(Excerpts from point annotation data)
☆ ☆ ☆ ☆ ☆
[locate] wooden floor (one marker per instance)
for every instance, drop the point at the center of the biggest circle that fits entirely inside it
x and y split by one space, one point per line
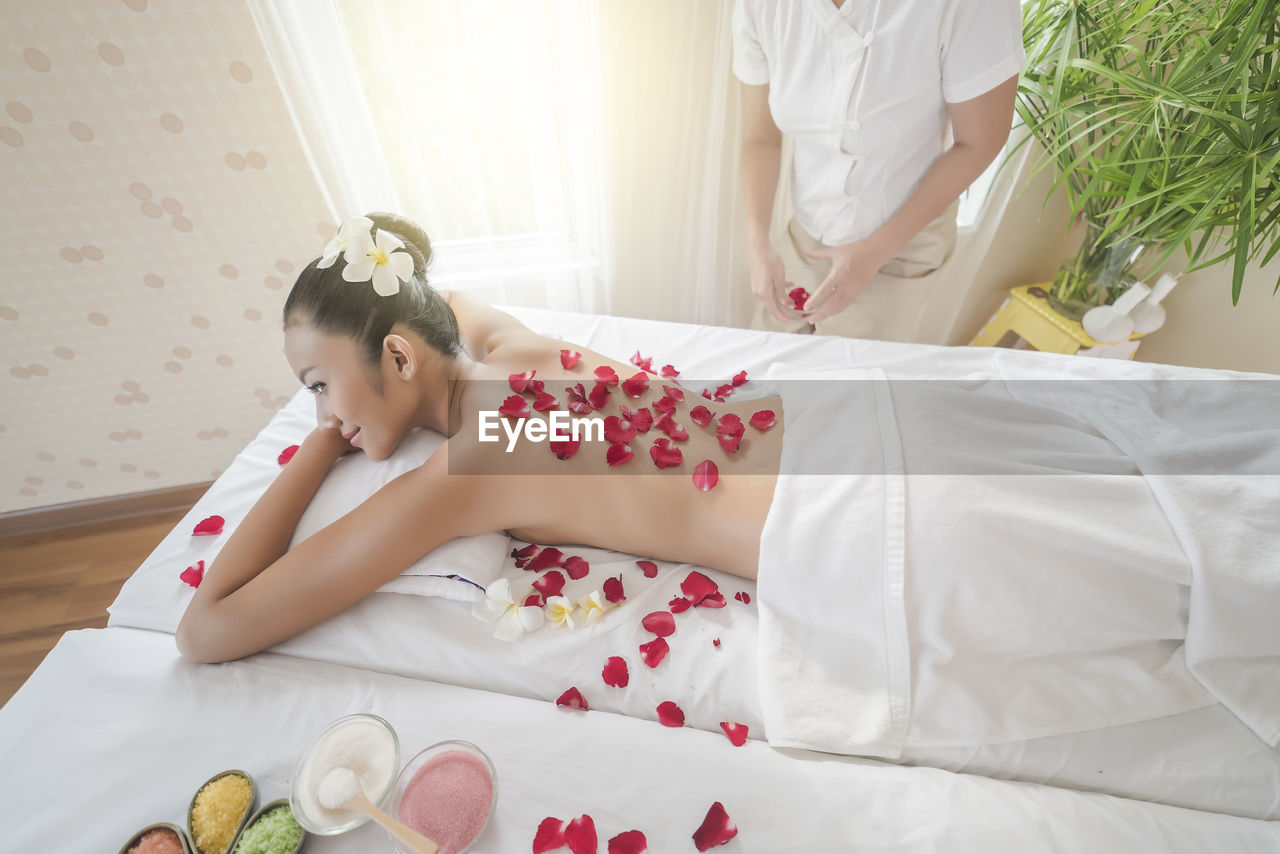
59 580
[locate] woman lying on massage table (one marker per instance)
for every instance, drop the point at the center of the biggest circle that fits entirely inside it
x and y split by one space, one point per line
383 365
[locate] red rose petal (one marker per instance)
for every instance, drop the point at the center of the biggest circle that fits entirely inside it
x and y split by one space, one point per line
730 424
641 419
670 715
705 475
616 433
209 526
659 622
565 450
696 587
664 455
672 428
700 415
654 651
636 386
576 567
545 558
577 401
515 407
551 584
580 836
193 574
631 841
599 396
616 672
520 382
551 831
572 699
716 829
712 601
617 453
613 590
799 296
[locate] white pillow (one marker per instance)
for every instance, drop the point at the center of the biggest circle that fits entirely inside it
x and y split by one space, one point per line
476 561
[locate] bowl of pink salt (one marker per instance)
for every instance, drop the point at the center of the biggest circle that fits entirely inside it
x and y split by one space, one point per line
447 793
160 837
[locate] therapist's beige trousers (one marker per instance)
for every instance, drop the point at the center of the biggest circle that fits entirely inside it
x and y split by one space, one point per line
891 304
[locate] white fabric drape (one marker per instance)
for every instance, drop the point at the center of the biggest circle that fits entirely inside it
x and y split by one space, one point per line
579 155
622 195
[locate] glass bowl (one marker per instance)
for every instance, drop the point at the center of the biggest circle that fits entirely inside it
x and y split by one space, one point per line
411 770
305 779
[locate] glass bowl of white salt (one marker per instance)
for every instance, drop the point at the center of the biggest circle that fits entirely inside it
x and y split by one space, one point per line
364 743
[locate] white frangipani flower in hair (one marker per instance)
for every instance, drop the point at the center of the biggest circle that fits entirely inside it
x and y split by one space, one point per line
378 260
338 245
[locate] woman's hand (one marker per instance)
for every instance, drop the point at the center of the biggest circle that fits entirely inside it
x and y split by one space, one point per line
851 269
769 281
328 437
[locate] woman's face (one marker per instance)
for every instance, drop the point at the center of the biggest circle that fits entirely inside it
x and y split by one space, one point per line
332 368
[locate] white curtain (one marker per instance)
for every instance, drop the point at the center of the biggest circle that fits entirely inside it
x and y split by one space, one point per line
570 154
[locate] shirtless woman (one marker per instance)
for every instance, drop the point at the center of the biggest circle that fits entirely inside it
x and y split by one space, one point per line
383 365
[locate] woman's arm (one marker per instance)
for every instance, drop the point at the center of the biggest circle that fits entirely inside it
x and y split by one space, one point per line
251 601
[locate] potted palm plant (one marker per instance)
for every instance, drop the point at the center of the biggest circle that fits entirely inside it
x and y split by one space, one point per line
1162 118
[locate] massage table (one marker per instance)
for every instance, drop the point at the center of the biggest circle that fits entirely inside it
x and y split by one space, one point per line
419 629
115 730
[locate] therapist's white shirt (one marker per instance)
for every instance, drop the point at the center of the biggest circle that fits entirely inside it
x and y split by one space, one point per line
862 91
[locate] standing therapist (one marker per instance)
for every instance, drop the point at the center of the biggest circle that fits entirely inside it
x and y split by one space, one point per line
865 88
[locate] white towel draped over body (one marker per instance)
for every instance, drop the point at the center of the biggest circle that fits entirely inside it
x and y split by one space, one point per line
961 603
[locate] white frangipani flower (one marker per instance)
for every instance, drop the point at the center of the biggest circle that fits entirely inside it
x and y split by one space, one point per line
378 260
513 619
592 607
355 225
560 612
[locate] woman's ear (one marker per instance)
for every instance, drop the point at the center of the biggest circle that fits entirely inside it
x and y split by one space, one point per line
402 355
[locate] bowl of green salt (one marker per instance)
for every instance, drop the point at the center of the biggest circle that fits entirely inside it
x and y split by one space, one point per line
272 830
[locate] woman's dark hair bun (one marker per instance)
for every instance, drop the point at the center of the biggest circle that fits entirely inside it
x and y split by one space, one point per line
416 241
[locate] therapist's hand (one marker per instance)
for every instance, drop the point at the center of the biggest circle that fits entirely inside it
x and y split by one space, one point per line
851 269
769 281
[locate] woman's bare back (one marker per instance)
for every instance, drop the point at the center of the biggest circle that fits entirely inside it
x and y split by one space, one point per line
632 507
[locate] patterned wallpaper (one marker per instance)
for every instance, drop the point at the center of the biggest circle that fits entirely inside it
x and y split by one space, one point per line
156 206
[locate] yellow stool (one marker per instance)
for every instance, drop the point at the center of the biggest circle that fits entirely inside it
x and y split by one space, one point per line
1027 313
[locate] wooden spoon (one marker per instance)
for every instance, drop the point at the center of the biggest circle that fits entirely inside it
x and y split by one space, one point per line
401 831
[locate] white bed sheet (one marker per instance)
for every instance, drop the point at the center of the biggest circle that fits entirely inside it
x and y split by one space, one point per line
158 726
1205 758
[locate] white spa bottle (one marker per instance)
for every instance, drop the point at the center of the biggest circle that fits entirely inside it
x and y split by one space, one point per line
1150 315
1112 323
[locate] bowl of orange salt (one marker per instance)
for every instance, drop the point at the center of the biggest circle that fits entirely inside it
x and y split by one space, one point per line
219 809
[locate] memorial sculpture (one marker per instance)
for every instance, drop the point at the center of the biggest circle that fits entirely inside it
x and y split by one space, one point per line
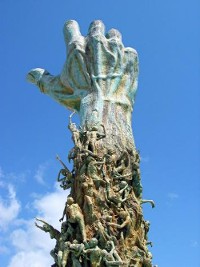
102 222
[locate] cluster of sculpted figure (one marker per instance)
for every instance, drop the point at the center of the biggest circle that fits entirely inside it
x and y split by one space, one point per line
103 211
102 221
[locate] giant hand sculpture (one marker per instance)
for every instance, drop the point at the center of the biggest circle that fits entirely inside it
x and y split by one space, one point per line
98 80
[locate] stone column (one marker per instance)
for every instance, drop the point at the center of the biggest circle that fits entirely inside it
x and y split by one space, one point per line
104 222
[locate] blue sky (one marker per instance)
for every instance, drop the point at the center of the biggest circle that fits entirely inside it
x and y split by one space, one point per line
165 121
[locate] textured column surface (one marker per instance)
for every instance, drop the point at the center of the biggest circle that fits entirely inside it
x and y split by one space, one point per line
102 222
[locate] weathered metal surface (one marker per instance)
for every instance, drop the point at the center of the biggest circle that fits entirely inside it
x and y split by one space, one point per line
104 222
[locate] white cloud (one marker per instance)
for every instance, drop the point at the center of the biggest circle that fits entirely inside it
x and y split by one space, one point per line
9 206
32 245
25 244
31 259
40 173
172 196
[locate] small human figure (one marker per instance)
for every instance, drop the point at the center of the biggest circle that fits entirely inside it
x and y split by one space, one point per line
118 194
74 216
94 253
75 132
92 170
124 223
76 249
111 256
54 234
136 181
67 179
110 159
92 136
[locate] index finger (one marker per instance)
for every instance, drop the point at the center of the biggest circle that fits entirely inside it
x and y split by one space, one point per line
71 32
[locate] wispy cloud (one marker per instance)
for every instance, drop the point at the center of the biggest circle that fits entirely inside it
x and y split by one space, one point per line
144 159
172 196
9 205
26 238
40 173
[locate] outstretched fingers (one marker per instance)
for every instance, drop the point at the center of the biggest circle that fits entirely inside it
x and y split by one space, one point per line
72 33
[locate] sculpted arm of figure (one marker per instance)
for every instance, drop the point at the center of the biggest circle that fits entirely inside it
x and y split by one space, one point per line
64 213
120 226
62 87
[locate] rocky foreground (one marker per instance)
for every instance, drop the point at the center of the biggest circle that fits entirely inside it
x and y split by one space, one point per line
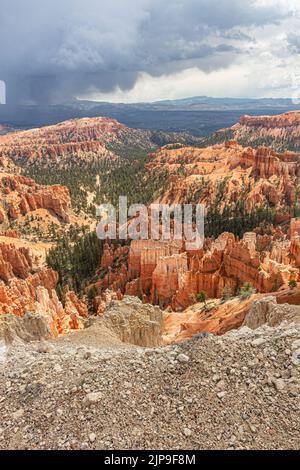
89 390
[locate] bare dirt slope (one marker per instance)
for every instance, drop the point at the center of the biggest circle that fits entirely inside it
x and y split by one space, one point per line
238 391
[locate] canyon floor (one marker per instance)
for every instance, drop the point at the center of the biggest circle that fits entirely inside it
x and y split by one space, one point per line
88 390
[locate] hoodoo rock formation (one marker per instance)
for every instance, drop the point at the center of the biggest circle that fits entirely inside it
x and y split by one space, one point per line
20 196
279 132
22 290
224 173
164 273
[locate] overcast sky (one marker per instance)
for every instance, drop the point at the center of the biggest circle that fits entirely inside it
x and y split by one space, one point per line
146 50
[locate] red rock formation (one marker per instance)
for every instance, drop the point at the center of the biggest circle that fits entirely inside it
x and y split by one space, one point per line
78 139
279 132
22 291
20 195
162 273
262 176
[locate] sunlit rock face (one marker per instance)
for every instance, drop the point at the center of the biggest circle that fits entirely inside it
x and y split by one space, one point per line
279 132
20 196
164 273
22 290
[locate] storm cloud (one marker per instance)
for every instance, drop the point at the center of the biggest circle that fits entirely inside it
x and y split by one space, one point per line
52 50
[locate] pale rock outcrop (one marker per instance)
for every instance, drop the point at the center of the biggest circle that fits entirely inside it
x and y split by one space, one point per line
267 311
135 322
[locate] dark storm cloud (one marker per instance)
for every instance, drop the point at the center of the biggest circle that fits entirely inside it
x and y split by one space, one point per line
60 48
294 42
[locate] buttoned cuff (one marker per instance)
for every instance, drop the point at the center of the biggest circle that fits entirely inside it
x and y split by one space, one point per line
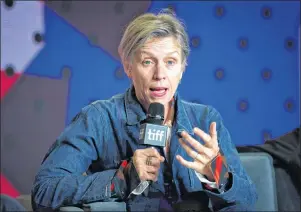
206 181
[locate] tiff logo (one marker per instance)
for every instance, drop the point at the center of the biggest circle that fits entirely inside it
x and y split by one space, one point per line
155 135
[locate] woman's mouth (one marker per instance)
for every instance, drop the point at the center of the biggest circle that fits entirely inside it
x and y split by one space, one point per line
158 92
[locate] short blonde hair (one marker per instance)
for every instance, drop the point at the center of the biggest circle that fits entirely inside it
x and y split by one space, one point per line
150 25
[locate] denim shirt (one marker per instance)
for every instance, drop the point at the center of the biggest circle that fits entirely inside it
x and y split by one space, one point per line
102 138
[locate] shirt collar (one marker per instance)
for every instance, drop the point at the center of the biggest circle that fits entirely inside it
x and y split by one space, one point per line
135 113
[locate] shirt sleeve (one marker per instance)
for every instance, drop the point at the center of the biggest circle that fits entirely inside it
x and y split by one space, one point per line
60 180
206 181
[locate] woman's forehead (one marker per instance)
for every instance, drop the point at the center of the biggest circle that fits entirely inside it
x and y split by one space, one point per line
160 46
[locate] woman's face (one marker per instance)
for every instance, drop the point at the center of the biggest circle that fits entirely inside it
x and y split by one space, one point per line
156 71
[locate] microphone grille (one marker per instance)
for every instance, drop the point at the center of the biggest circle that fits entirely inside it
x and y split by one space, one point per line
156 110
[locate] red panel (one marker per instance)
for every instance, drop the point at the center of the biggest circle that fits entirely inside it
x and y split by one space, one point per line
7 82
7 188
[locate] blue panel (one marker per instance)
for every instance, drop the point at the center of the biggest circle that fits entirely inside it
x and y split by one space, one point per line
249 83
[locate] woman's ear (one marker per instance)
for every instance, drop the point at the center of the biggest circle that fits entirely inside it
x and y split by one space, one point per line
127 68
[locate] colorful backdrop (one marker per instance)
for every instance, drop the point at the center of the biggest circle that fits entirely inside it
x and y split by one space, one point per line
59 56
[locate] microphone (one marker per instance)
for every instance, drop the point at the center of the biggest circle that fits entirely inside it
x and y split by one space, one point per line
153 133
152 130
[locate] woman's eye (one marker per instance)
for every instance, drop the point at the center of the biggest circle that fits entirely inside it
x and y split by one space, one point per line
147 62
170 62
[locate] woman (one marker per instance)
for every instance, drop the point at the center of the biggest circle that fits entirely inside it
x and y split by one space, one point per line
198 164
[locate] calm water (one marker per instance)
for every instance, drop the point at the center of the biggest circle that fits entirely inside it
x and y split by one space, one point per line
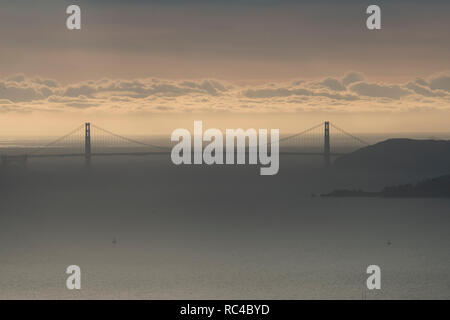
215 232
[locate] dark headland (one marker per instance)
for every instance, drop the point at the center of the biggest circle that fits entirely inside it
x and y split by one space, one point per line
430 157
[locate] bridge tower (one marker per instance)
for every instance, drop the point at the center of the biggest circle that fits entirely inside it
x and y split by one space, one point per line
326 145
87 143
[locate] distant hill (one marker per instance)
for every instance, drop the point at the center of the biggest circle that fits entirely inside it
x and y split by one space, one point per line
431 188
399 155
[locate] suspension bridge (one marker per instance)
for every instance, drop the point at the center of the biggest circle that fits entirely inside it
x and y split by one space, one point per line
88 140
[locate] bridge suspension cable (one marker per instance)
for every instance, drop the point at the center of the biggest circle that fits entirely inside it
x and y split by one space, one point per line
131 140
38 149
350 135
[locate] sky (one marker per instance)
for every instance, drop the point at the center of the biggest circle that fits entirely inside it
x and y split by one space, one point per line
152 66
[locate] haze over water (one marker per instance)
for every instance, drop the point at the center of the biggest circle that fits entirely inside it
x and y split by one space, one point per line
215 232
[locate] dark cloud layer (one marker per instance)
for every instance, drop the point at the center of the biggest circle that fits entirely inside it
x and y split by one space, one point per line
19 92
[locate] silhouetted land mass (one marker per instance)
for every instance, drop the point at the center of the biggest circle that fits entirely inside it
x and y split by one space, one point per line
431 188
404 155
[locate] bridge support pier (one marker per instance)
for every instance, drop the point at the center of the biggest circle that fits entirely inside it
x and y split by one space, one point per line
326 146
87 144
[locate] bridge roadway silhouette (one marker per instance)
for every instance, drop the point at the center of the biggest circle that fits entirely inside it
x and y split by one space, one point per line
296 141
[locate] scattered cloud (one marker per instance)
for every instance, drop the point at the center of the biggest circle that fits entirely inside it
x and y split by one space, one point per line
20 93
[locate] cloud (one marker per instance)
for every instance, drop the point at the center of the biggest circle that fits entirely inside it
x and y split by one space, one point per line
352 77
379 90
441 82
332 84
349 92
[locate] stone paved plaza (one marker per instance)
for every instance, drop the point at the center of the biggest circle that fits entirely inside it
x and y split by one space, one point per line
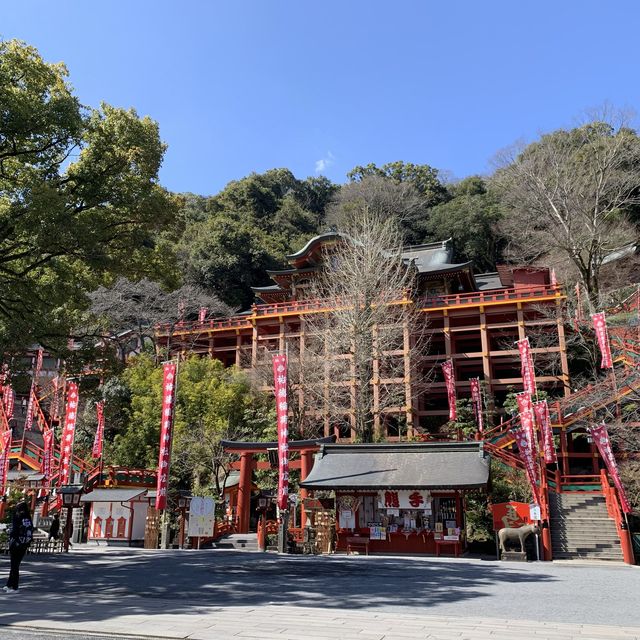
207 595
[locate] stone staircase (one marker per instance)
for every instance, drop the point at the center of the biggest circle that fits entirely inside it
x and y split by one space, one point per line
239 541
581 528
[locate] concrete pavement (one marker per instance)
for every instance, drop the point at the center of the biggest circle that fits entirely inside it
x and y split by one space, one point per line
220 595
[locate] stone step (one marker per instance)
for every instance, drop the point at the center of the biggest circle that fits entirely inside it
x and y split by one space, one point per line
239 541
609 531
587 556
584 543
☆ ☆ ☆ ☆ ☆
* [Your objective]: Pictures do not go in the copy. Write out exactly the lines from the line containing "[locate] scattered cloud" through the last line of the listing.

* [Solution for this exercise]:
[locate] scattered cloud (one marker per instance)
for every instance, drop the point at the center of the biggest circle that fits entirely inside it
x and y split by one space, one point per line
20 93
[locate] cloud (one marker per instance)
for every instance, drop the point at the center of the biggest circle that fits entirely inside it
x and y split by one space, one point per line
352 77
379 90
441 82
332 84
349 92
[locate] stone paved plaza (one marker per instance)
for every instance, drop the point at the center of the biggest circle that fits entirely inside it
x and y split by one space, one point per line
207 595
[locate] stone staircase (one marker per instance)
for every instance, drop the point at the center of the biggest circle that fits entirely inside it
x and y split by one space, one point per line
239 541
581 528
[locate] concrete pavement (one marker per instance)
for every instance, drop the point at the center of the biggest circle that fits entirely inside it
x and y split by one space, one point per line
220 595
[locate] stone step (one marker per instance)
for every instance, drop the point at the center of the biggest circle that fits entirely inside it
x and y split by one space, one point per line
239 541
609 531
587 556
584 543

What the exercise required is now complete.